BEGIN Excerpted passage

Crops Analysis | July 25, 2023

Crops Analysis
Crops Analysis
(Pro Farmer)

Corn

Price action: December corn futures fell 3 cents to $5.65 1/4, closing nearer the session high.

Fundamental analysis: The corn futures market saw a routine and not unhealthy corrective, profit-taking pullback today following Monday’s strong gains. The recent solid rebound in the U.S. dollar index was a mildly negative element for the grain markets today. The high-range close in December corn futures suggests the bulls will be back on the attack Wednesday.

Monday’s weekly crop progress reports showed USDA had left its “good” to “excellent” rating for corn unchanged at 57% versus expectations for a 1 percent increase from last week. When USDA’s weekly condition ratings are plugged into the weighted Pro Farmer Crop Condition Index (CCI; 0 to 500-point scale, with 500 representing perfect), the corn crop fell one point to 349.0, which is still 8.17 (2.3%) below a year ago.  

Midwest weather still leans bullish for the corn market. World Weather Inc. today said a poor distribution of rain is expected into the weekend with temps very warm to hot especially in the western Corn Belt. The environment will prove to be stressful for many crops that are in the driest areas already. Though rains expected next week may offer some partial relief. The forecaster notes a general soaking rain is needed to get crops back into the best possible condition.

Technical analysis: The corn futures bulls have the overall near-term technical advantage. Prices are in a fledgling uptrend on the daily bar chart. The next upside price objective for the bulls is to close December prices above solid chart resistance at $6.00. The next downside target for the bears is closing prices below chart support at $5.25. First resistance is seen at this week’s high of $5.72 1/4 and then at $5.80. First support is at today’s low of $5.53 3/4 and then at $5.50.

END Excerpted passage
BEGIN Record excerpts

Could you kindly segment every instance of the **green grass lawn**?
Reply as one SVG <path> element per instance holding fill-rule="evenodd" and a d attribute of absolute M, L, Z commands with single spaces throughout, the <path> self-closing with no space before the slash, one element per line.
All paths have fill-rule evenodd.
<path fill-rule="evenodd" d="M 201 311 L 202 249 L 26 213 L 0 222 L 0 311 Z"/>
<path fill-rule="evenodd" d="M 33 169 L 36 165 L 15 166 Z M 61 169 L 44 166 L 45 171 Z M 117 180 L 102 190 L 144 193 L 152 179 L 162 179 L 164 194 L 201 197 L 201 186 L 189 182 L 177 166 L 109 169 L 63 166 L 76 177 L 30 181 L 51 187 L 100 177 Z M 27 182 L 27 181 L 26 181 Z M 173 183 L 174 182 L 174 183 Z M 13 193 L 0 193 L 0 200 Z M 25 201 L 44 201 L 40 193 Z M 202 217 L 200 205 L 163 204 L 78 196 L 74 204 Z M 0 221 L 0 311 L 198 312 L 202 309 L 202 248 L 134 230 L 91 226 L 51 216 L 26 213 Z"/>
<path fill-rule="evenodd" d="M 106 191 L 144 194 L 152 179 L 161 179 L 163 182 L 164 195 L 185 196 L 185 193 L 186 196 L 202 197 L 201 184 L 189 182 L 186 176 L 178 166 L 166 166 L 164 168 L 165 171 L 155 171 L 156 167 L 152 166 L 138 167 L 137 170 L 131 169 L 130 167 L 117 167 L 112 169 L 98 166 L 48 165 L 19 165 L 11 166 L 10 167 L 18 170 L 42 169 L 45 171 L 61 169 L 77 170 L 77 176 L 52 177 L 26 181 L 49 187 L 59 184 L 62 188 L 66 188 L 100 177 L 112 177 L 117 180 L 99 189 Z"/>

END Record excerpts

From the corn market analysis above, write out everything from "Midwest weather still" down to "best possible condition." with the wording unchanged.

The answer ▸
Midwest weather still leans bullish for the corn market. World Weather Inc. today said a poor distribution of rain is expected into the weekend with temps very warm to hot especially in the western Corn Belt. The environment will prove to be stressful for many crops that are in the driest areas already. Though rains expected next week may offer some partial relief. The forecaster notes a general soaking rain is needed to get crops back into the best possible condition.